EXERCISE PROMPT: Can you set out the lines below as a numbered list, dropping any blank lines and leaving the pictures out?

EXCERPTED RECORDS:
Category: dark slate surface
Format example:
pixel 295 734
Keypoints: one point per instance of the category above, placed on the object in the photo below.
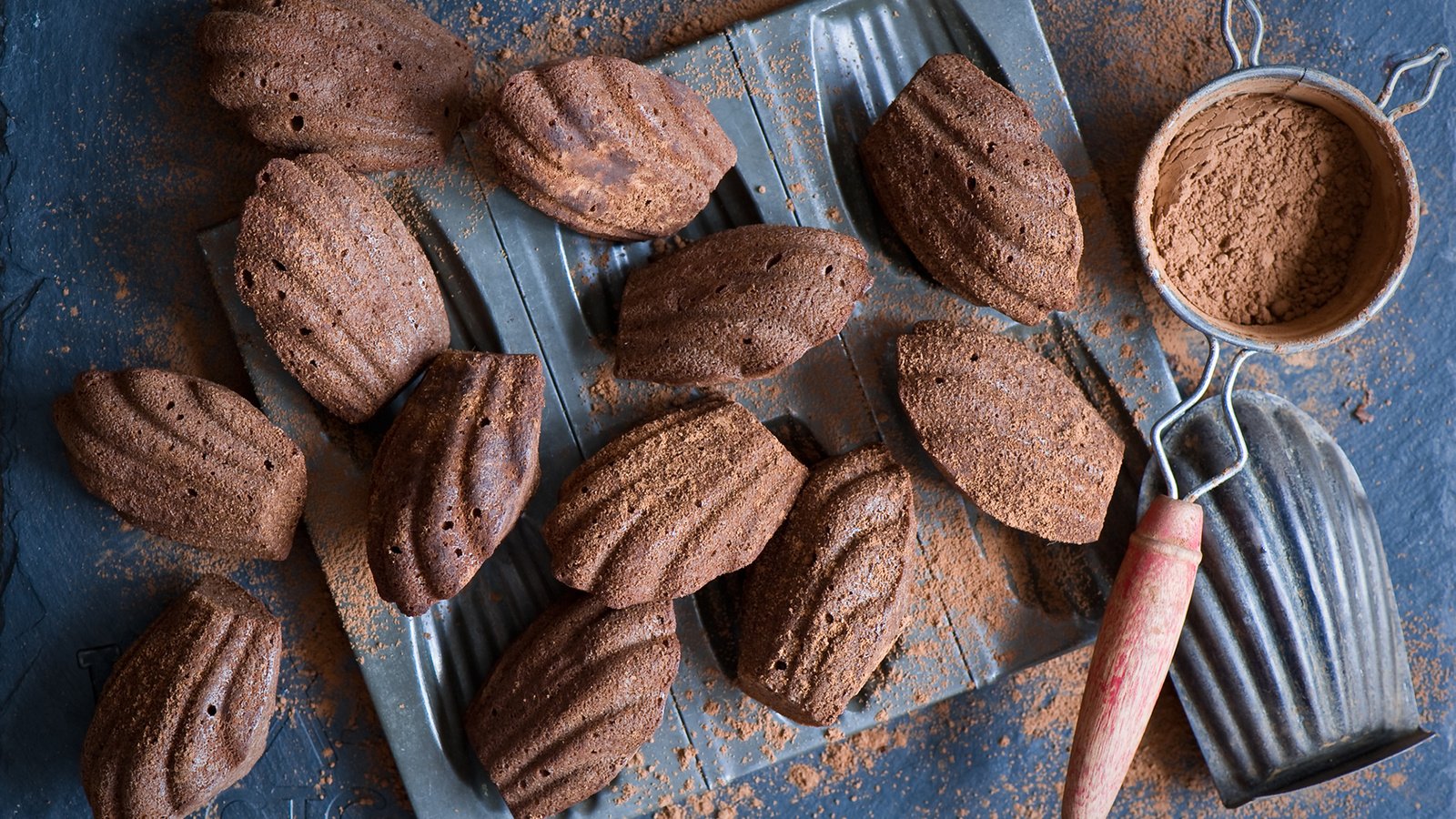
pixel 114 159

ANSWER TO THIS EXERCISE:
1. Category: dark slate surface
2. Format example:
3. pixel 295 734
4. Keypoints: one point per instance of the category above, placed on the object in the photo below.
5. pixel 114 159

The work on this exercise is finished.